* REQUIREMENT 1 *
Copy word for word the stretch of the post about the relief from "I’m very grateful" through "interpretation cannot stand.".
* REQUIREMENT 2 *
According to the post about the relief, what position did Philonicus hold?

* EXCERPTED TEXT *
......
I’m very grateful to Prof. Sinclair W. Bell for reading the below post and sending me the following article which I had not read when I wrote the original post! I’ve annotated my original post to highlight our agreements and disagreements.
—Original post with annotations based on Daoust–
I am very grateful to Dr. Jeremy Haag for sending me an email asking my thoughts on this relief. I found I had quite a few… As often happens.
BM 1954,1214.1has since Vermuele been taken as a possible illustration of some mint workers. This interpretation cannot stand.
Two men are pictured, both formerly enslaved. The man on the left, Philonicus was a lictor. Lictors not only carried fasces but also carried another thinner rod perhaps what is called by Festus a commetaculum, or maybe it would be called a bacillum (staff) as in Cic. Agr. 2.93. Regardless of what the right Latin word is for this little rod, never the less we see it in the hands of lictors all the time! There is a good case to be made that it’s “the get out of my way” stick–the stick that actually got used as opposed to the ceremonial bundle.
......
* PROVIDED DATA *
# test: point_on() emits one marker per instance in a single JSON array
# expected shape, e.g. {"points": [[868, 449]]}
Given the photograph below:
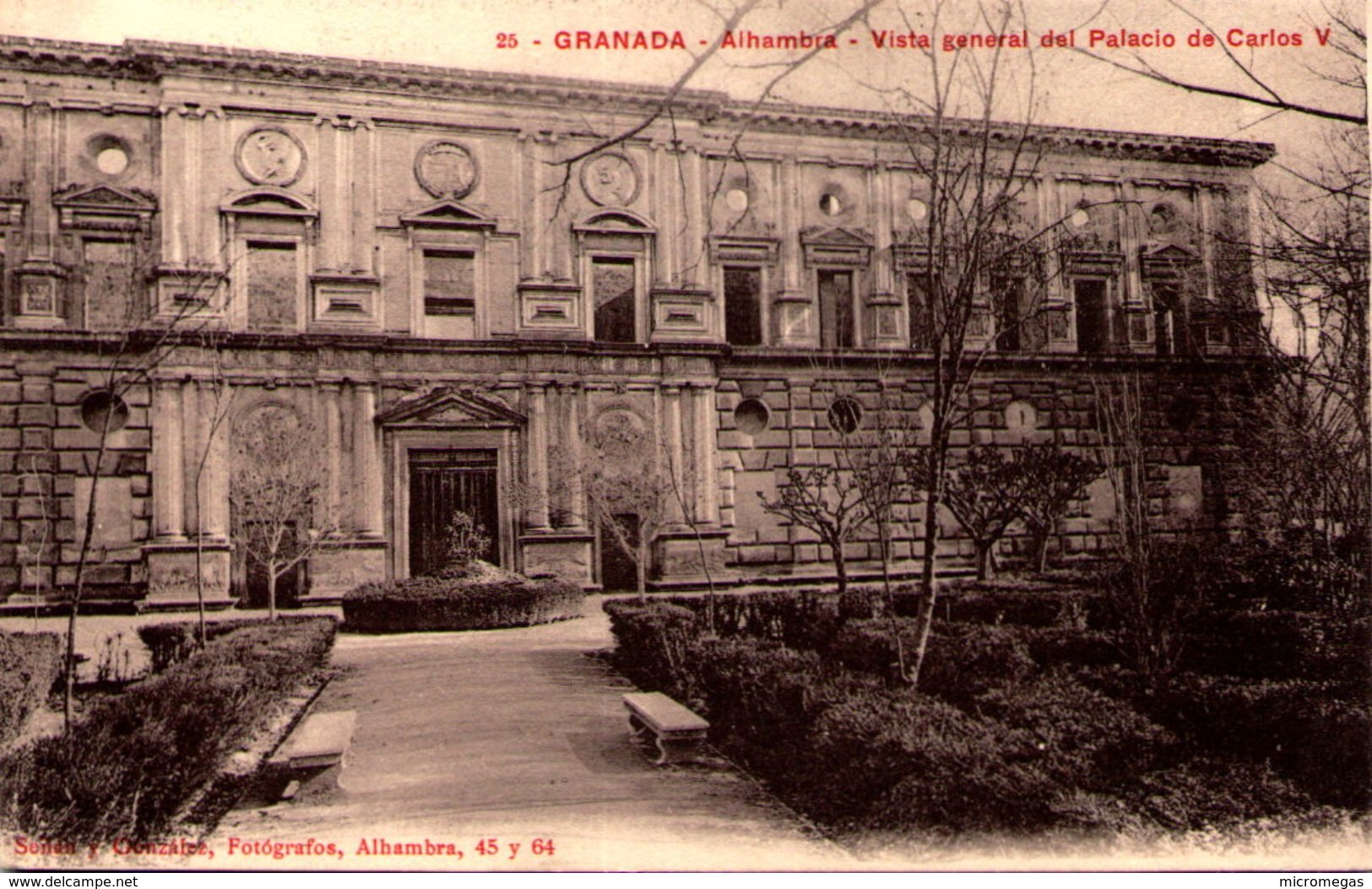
......
* WORKED SOLUTION 1 *
I’m very grateful to Prof. Sinclair W. Bell for reading the below post and sending me the following article which I had not read when I wrote the original post! I’ve annotated my original post to highlight our agreements and disagreements.
—Original post with annotations based on Daoust–
I am very grateful to Dr. Jeremy Haag for sending me an email asking my thoughts on this relief. I found I had quite a few… As often happens.
BM 1954,1214.1has since Vermuele been taken as a possible illustration of some mint workers. This interpretation cannot stand.

* WORKED SOLUTION 2 *
Philonicus was a lictor.